[What you need to do]:
Make an exact copy of the lines, leaving the pictures out.

[Data supplied]:
● ● ●

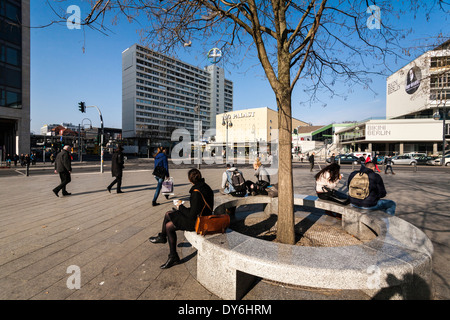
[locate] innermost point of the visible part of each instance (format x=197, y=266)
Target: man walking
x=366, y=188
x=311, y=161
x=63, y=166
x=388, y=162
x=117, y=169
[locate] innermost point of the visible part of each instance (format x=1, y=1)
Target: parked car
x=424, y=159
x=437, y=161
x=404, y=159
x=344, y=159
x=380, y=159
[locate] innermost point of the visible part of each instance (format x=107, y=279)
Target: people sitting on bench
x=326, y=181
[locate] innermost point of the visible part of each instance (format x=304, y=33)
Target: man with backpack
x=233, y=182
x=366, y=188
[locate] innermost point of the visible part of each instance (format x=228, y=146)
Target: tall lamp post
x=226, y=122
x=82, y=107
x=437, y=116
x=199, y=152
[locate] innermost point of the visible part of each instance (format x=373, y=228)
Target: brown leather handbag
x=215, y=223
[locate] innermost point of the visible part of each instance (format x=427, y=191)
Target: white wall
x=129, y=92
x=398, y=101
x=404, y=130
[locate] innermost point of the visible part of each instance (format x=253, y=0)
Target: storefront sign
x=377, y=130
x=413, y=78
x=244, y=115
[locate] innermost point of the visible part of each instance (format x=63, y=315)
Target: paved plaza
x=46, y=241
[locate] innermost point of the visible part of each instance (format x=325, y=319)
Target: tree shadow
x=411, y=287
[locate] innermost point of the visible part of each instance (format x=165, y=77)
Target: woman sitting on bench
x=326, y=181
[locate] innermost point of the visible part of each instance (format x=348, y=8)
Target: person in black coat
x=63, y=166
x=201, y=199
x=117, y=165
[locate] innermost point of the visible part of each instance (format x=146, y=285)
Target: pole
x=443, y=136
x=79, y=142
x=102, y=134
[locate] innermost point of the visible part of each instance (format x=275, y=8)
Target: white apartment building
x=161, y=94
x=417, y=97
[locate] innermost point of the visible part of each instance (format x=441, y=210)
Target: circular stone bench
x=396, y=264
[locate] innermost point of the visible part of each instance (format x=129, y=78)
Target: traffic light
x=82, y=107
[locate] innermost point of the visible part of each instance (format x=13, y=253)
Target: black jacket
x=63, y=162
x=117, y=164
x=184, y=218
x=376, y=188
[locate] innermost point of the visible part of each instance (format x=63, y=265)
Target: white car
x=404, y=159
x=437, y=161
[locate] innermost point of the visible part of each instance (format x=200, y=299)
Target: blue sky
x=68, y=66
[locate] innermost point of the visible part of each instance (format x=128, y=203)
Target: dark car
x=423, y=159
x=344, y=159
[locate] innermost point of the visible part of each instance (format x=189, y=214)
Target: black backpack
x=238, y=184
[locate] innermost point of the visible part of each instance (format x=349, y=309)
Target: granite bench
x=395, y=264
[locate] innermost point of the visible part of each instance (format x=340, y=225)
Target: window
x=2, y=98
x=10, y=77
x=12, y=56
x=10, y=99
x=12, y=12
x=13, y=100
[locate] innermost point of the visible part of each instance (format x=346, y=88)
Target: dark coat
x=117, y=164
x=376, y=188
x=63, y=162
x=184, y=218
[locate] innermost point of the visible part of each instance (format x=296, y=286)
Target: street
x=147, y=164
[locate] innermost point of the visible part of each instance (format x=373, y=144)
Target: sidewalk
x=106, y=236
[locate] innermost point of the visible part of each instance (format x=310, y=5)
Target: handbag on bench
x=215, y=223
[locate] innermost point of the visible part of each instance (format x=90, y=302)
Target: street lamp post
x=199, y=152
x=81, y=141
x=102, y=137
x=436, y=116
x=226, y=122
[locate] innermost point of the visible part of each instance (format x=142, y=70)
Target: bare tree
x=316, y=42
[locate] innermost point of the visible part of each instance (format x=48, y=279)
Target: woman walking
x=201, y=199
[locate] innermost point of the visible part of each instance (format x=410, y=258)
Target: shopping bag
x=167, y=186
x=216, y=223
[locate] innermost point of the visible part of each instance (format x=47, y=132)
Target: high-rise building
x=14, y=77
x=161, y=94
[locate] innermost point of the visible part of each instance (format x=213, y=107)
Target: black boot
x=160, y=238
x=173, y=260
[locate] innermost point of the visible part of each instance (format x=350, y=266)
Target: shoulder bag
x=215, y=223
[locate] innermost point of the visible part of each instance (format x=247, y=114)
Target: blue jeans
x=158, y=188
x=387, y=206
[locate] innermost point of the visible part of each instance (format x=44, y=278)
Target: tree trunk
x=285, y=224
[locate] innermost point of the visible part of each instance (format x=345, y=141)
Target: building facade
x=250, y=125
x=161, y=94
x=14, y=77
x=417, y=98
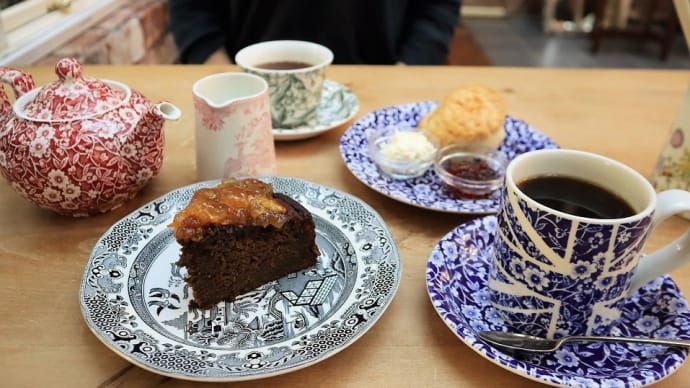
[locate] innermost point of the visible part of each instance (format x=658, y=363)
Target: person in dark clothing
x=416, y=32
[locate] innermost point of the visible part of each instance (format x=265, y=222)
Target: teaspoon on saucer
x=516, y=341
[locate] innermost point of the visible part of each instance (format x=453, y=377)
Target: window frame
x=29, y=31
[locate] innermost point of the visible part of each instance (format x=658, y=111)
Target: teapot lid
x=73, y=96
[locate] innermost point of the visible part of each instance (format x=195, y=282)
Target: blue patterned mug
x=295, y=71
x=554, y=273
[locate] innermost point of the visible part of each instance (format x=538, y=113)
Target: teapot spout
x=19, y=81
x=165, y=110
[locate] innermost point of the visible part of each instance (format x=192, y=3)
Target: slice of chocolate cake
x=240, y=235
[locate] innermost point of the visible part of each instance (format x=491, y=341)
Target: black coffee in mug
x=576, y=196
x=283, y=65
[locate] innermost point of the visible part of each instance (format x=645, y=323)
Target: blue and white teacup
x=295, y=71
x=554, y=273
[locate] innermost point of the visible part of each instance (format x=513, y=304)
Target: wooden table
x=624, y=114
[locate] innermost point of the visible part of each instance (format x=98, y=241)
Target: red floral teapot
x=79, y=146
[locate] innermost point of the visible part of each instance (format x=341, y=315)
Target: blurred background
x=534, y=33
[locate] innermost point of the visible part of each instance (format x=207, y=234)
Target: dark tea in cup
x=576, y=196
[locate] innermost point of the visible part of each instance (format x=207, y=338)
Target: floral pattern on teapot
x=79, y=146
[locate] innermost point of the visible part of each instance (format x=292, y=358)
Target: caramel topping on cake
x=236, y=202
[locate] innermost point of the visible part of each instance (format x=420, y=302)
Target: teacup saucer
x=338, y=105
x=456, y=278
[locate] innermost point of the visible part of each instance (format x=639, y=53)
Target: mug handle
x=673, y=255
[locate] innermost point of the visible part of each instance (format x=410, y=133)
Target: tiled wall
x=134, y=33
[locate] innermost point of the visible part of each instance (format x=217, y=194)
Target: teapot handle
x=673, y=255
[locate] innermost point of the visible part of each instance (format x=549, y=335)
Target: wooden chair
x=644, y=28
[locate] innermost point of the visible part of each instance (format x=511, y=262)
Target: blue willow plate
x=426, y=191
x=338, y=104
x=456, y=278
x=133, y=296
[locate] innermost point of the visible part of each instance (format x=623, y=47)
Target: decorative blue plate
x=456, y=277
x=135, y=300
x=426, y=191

● ● ●

[The completed task]:
[locate] innermost point of the visible part of each instance (format x=197, y=266)
Target: man walking
x=366, y=188
x=311, y=161
x=63, y=166
x=388, y=162
x=117, y=169
[locate] innermost point of the visible part of each instance (format x=1, y=1)
Target: parked car
x=424, y=159
x=437, y=161
x=404, y=159
x=344, y=159
x=380, y=159
[locate] innermost point of the visible part of each instance (format x=107, y=279)
Target: people sitting on bench
x=326, y=181
[locate] innermost point of the visible part of each instance (format x=304, y=33)
Target: man with backpack
x=233, y=182
x=366, y=188
[locate] innermost point of the visible part of each instance (format x=228, y=146)
Target: tall lamp post
x=226, y=122
x=82, y=107
x=437, y=116
x=199, y=152
[locate] innermost point of the visible part of each instance (format x=373, y=228)
Target: brown leather handbag
x=215, y=223
[locate] innermost point of the visible part of each instance (format x=427, y=191)
Target: white wall
x=129, y=92
x=398, y=101
x=404, y=130
[locate] innermost point of the visible part of each instance (format x=253, y=0)
Target: storefront sign
x=377, y=130
x=413, y=78
x=244, y=115
[locate] innermost point of the visible part of each instance (format x=63, y=315)
Target: paved plaza
x=46, y=241
[locate] innermost point of the visible part of each instance (format x=325, y=319)
Target: tree shadow
x=411, y=287
[locate] innermost point of the visible part of each instance (format x=165, y=77)
Target: woman sitting on bench
x=326, y=181
[locate] innermost point of the visible part of each instance (format x=348, y=8)
Target: person in black coat
x=63, y=166
x=201, y=199
x=117, y=165
[locate] innermost point of the visible part of each instance (format x=146, y=285)
Target: pole
x=443, y=136
x=79, y=142
x=102, y=134
[locate] innermost point of the visible part of each instance (format x=275, y=8)
Target: white apartment building
x=161, y=94
x=417, y=97
[locate] innermost point of the visible part of each instance (format x=441, y=210)
Target: circular stone bench
x=396, y=264
[locate] innermost point of the visible part of each instance (format x=129, y=78)
Target: traffic light
x=82, y=107
[locate] innermost point of the visible part of each instance (format x=13, y=253)
Target: black jacket
x=63, y=162
x=117, y=164
x=184, y=218
x=376, y=188
[locate] innermost point of the visible part of each instance (format x=63, y=265)
Target: white car
x=404, y=159
x=437, y=161
[locate] innermost point of the visible part of each instance (format x=200, y=299)
Target: blue sky
x=68, y=66
[locate] innermost point of the visible part of each instance (format x=128, y=203)
Target: dark car
x=423, y=159
x=344, y=159
[locate] innermost point of the visible part of each instance (format x=189, y=214)
Target: black backpack
x=238, y=184
[locate] innermost point of the visible part of each instance (format x=349, y=309)
Target: granite bench
x=395, y=264
[locate] innermost point of the visible part of each instance (format x=340, y=225)
Target: window
x=2, y=98
x=10, y=77
x=12, y=56
x=10, y=99
x=12, y=12
x=13, y=100
[locate] innermost point of the visible part of each instance (format x=346, y=88)
Target: dark coat
x=117, y=164
x=376, y=188
x=63, y=162
x=184, y=218
[locate] innermost point of the visible part of each instance (format x=296, y=286)
Target: street
x=147, y=164
[locate] innermost point of the visible part of each instance (format x=373, y=144)
Target: sidewalk
x=106, y=236
[locate] innermost point of the visible part of each instance (format x=310, y=5)
Target: handbag on bench
x=215, y=223
[locate] innermost point of the visible part of each instance (format x=90, y=302)
Target: street lamp post
x=199, y=152
x=81, y=141
x=102, y=137
x=436, y=116
x=226, y=122
[locate] innermost point of the visible part of each instance (format x=142, y=70)
Target: bare tree
x=316, y=42
[locate] innermost point of the visible part of each instance (format x=48, y=279)
Target: woman walking
x=201, y=199
[locate] innermost point of the visible part of each instance (format x=410, y=258)
Target: shopping bag
x=167, y=186
x=216, y=223
[locate] innermost point of the visible part of each instance (format x=47, y=132)
Target: high-rise building
x=14, y=77
x=161, y=94
[locate] innermost point of the visible part of each instance (format x=213, y=107)
Target: black boot
x=160, y=238
x=173, y=260
[locate] innermost point of the visible part of each instance (format x=350, y=266)
Target: shoulder bag
x=215, y=223
[locate] innermost point of the visible part of each instance (format x=247, y=114)
Target: blue jeans
x=158, y=188
x=387, y=206
[locate] innermost point of the visible part of each instance (format x=44, y=278)
Target: tree trunk
x=285, y=224
[locate] innermost point of the visible part of each instance (format x=345, y=141)
Target: building facade
x=250, y=125
x=161, y=94
x=14, y=77
x=417, y=98
[locate] innermost point of the visible part of each instance (format x=658, y=363)
Target: person in dark clothing
x=416, y=32
[locate] innermost point of the visible part of each instance (format x=265, y=222)
Target: teaspoon on saucer
x=516, y=341
[locate] innermost point of the visible part of each instance (format x=453, y=377)
Target: window frame
x=29, y=31
[locate] innermost point of the visible part of each instance (format x=658, y=111)
Target: teapot lid
x=73, y=96
[locate] innermost point of the visible part of each instance (format x=195, y=282)
Target: blue patterned mug
x=295, y=71
x=554, y=273
[locate] innermost point of the visible part of each instance (format x=538, y=113)
Target: teapot spout
x=19, y=81
x=165, y=110
[locate] innermost point of the visible part of each instance (format x=192, y=3)
Target: slice of chocolate cake
x=240, y=235
[locate] innermost point of the visible part of each instance (format x=491, y=341)
Target: black coffee in mug
x=576, y=196
x=283, y=65
[locate] innermost point of the visible part of each instance (format x=645, y=323)
Target: blue and white teacup
x=295, y=71
x=554, y=273
[locate] innermost point of the visible part of each instance (format x=513, y=304)
Target: wooden table
x=624, y=114
[locate] innermost point of the visible part of each instance (format x=98, y=241)
Target: red floral teapot
x=79, y=146
[locate] innermost point of the visible part of each instance (format x=341, y=315)
Target: blurred background
x=534, y=33
[locate] innermost point of the visible part of each instance (format x=207, y=234)
Target: dark tea in cup
x=576, y=196
[locate] innermost point of the visible part of each instance (format x=207, y=338)
Target: floral pattern on teapot
x=79, y=146
[locate] innermost point of the visible part of each instance (format x=292, y=358)
Target: caramel topping on cake
x=236, y=202
[locate] innermost point of the visible part of each instance (format x=420, y=302)
Target: teacup saucer
x=338, y=105
x=456, y=278
[locate] innermost point of the visible part of each instance (format x=639, y=53)
Target: mug handle
x=673, y=255
[locate] innermost point of the visible part of each instance (format x=410, y=133)
Target: tiled wall
x=134, y=33
[locate] innermost point of the visible part of each instance (format x=217, y=194)
Target: teapot handle
x=673, y=255
[locate] innermost point of the visible part of each instance (format x=549, y=335)
Target: wooden chair
x=644, y=28
[locate] innermost point of the visible part of each instance (format x=511, y=262)
Target: blue willow plate
x=426, y=191
x=338, y=104
x=456, y=278
x=133, y=296
[locate] innermost point of the visible part of each instance (format x=623, y=47)
Target: decorative blue plate
x=456, y=277
x=135, y=300
x=426, y=191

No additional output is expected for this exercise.